* [Task details]: Turn the material below into a numbered list, from the line with "Target: nose" up to and including the line with "364,201 -> 414,250". Leave out any blank lines.

==== Listed records

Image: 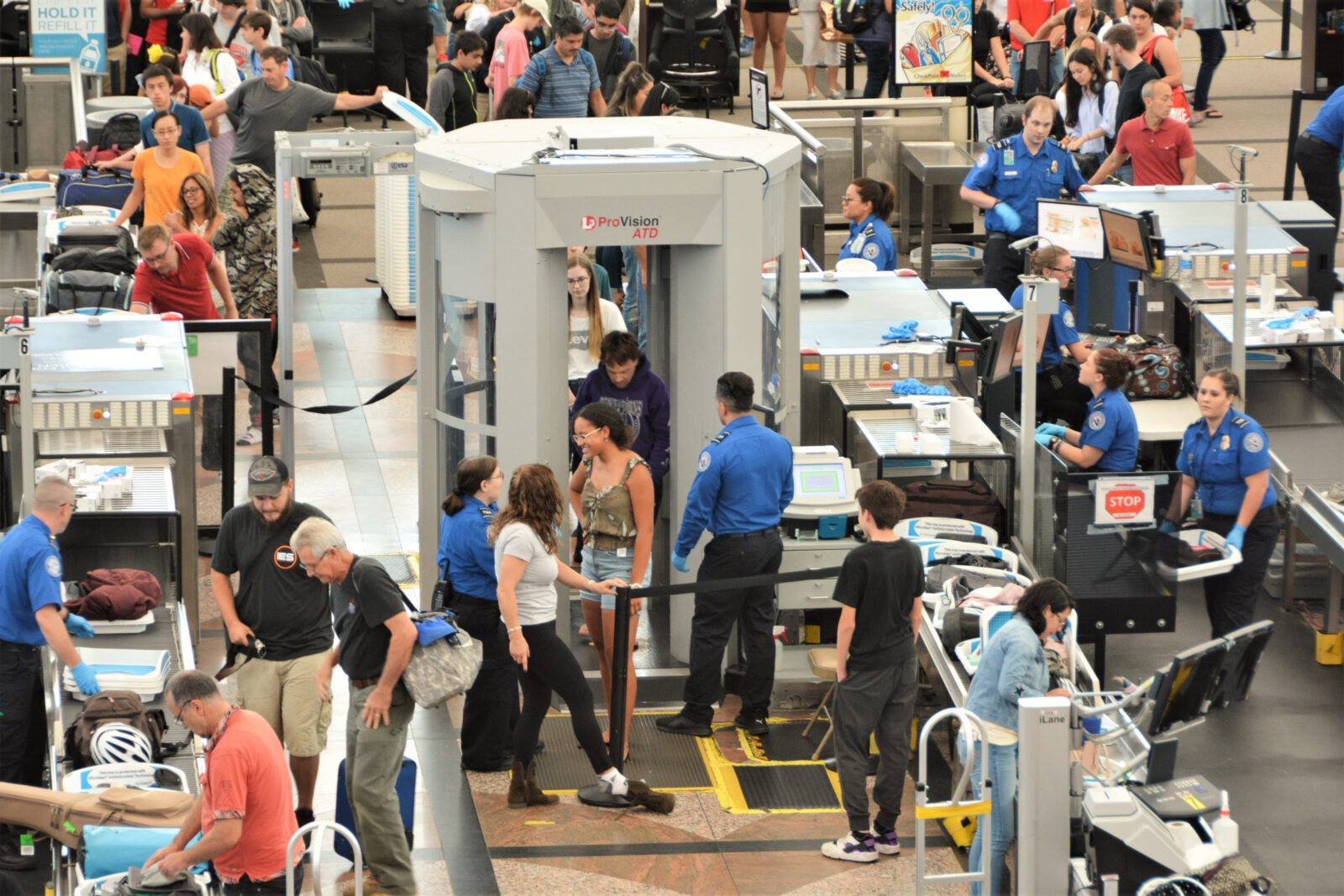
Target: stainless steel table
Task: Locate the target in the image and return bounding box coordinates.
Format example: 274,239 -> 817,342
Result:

========
==== Listed records

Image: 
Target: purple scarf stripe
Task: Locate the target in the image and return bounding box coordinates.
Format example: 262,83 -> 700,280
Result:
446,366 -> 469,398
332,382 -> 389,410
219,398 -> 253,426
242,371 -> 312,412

========
==== Listed records

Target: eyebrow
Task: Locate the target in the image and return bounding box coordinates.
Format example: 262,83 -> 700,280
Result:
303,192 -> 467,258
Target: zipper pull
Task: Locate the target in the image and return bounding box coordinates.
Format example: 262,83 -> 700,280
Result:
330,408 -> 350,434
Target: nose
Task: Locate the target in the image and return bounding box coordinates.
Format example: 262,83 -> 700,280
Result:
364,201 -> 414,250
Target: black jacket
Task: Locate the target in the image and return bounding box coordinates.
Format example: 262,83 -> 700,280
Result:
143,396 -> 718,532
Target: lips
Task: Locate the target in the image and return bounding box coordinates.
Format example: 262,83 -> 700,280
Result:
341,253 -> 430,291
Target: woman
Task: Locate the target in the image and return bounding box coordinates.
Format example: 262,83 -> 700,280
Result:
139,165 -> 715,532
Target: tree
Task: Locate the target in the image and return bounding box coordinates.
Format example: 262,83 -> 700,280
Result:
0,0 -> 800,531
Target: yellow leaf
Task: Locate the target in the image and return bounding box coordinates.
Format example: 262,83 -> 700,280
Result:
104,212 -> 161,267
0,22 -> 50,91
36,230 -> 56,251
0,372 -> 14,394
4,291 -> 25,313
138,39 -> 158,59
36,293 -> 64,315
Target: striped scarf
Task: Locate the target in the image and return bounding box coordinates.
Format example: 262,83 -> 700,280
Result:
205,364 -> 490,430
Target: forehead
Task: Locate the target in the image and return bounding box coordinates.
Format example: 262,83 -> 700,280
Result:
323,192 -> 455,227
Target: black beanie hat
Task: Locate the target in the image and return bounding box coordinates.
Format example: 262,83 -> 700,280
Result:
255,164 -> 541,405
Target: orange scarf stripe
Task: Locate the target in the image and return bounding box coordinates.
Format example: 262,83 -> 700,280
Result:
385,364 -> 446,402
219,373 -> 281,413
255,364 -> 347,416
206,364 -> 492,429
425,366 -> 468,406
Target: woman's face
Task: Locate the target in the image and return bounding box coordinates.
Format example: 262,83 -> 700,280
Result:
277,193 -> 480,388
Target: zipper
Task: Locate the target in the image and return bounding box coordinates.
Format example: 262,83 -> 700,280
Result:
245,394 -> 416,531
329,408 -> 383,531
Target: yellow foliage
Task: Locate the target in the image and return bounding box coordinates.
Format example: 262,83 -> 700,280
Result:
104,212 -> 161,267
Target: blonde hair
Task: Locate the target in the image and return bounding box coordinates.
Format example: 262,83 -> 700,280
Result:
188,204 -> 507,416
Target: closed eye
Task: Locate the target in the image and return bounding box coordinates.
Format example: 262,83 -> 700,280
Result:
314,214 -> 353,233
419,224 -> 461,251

========

* [Full solution]:
1. Target: nose
2. Task: Locate the target in the image and return bounding box coordinates.
3. Format example: 262,83 -> 700,280
4. Result:
5. 364,201 -> 414,250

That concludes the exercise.